List every line of the entries below that contains the string "with", copying each line in full. Treat case as significant.

**Data to use**
▬▬▬
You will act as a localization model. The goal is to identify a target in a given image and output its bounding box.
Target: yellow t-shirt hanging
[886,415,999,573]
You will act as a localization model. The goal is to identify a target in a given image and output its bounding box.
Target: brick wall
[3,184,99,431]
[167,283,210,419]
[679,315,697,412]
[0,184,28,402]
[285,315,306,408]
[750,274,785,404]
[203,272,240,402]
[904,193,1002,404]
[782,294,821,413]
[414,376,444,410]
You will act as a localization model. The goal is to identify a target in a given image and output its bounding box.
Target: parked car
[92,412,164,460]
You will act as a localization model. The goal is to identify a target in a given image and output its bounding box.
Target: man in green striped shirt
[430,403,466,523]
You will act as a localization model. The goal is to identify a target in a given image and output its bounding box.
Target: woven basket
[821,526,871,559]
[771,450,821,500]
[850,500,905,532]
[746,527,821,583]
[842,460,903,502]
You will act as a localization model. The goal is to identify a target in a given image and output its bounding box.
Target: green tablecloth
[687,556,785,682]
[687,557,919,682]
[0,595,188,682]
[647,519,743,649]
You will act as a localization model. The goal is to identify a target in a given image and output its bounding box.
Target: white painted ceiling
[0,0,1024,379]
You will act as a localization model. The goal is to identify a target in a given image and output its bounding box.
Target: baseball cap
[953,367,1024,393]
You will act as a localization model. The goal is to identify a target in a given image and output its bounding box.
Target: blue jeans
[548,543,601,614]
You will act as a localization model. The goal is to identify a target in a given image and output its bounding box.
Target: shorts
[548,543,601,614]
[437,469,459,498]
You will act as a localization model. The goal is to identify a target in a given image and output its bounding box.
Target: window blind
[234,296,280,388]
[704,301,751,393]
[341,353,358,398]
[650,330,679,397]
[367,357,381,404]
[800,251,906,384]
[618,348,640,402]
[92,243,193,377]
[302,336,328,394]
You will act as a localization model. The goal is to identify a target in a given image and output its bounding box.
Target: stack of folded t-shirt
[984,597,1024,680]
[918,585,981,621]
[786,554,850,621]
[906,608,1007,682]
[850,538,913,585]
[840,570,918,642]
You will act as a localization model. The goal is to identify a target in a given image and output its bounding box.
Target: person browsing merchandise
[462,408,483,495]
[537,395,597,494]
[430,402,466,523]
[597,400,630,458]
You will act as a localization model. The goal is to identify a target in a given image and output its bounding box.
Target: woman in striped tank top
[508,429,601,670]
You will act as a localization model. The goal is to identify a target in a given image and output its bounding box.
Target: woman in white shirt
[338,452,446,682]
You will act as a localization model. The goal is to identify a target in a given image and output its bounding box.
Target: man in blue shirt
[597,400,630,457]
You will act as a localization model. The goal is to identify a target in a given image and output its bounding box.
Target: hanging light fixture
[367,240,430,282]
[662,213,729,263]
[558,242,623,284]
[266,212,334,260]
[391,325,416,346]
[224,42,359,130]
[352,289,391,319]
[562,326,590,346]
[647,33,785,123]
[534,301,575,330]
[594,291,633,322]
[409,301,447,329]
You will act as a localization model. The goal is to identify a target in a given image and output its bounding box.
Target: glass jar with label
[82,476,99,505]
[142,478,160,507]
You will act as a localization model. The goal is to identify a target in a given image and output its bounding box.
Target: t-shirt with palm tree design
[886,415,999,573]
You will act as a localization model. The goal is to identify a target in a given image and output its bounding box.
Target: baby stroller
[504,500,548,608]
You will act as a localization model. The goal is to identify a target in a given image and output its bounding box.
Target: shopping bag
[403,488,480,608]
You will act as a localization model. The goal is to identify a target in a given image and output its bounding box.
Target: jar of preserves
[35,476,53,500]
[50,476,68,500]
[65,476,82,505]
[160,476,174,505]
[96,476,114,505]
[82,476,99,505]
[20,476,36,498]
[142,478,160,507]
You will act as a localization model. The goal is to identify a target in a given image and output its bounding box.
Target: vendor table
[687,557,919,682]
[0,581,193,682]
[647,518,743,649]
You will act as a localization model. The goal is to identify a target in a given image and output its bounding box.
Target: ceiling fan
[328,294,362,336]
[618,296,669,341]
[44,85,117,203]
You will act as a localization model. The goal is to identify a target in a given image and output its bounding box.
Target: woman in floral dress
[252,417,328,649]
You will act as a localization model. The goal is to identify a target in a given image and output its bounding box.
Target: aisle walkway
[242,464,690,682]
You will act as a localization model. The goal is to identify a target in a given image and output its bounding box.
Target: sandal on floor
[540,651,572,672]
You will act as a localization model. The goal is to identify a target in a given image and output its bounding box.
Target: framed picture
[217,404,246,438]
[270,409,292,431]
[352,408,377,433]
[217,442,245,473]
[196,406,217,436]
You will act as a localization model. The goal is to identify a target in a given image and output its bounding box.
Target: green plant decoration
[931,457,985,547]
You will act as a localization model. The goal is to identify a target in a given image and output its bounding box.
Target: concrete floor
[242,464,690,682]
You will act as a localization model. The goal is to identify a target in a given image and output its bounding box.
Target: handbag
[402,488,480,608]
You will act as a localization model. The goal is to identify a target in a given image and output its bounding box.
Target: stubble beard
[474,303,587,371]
▬▬▬
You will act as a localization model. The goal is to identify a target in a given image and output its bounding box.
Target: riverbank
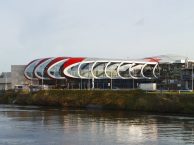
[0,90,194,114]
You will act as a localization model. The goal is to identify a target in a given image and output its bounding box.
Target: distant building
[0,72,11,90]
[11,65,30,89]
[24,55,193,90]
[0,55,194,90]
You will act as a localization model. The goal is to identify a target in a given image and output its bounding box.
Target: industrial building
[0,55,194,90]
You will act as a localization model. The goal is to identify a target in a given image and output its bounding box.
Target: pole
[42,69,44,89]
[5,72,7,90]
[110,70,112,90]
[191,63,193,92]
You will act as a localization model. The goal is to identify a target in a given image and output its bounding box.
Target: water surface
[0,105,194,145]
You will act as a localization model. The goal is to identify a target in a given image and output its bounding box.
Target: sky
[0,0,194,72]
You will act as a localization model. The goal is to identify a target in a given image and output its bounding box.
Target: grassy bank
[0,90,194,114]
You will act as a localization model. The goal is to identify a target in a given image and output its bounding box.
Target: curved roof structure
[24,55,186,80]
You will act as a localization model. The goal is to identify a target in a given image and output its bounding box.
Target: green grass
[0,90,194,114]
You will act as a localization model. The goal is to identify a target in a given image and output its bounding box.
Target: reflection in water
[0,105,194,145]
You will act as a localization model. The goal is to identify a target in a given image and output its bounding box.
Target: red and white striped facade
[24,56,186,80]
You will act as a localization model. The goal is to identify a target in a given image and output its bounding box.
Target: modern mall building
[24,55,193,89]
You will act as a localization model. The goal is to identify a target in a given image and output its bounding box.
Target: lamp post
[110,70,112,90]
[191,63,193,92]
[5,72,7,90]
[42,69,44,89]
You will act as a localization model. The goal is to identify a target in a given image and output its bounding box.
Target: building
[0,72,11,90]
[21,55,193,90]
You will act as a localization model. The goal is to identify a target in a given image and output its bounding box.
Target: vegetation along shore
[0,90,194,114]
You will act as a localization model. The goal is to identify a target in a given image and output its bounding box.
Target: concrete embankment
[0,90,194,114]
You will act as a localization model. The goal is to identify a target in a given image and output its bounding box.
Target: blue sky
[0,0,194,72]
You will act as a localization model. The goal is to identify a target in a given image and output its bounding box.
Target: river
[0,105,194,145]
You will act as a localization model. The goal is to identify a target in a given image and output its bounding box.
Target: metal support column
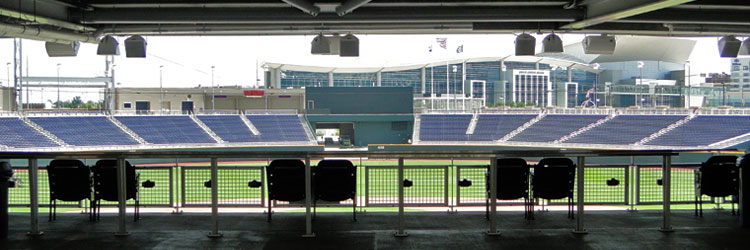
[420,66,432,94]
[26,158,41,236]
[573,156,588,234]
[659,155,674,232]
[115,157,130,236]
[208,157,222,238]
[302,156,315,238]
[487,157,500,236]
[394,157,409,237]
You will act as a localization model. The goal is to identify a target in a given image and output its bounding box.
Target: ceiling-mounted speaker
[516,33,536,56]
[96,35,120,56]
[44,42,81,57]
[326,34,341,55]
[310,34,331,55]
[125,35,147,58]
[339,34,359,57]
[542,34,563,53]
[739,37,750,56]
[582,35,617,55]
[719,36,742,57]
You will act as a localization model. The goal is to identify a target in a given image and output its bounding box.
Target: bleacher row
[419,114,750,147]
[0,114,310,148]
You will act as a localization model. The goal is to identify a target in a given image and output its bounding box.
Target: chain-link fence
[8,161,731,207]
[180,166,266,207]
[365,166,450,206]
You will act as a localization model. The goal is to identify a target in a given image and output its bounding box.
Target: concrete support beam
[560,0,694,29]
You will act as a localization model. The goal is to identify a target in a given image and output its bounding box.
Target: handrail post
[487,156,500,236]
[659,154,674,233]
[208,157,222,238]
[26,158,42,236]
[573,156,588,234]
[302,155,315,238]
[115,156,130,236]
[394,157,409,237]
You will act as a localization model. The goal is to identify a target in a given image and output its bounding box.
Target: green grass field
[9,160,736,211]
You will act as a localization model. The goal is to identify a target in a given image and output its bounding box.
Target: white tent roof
▬▬▬
**Output for this task**
Target: glass jar with label
Target: t-shirt with palm tree design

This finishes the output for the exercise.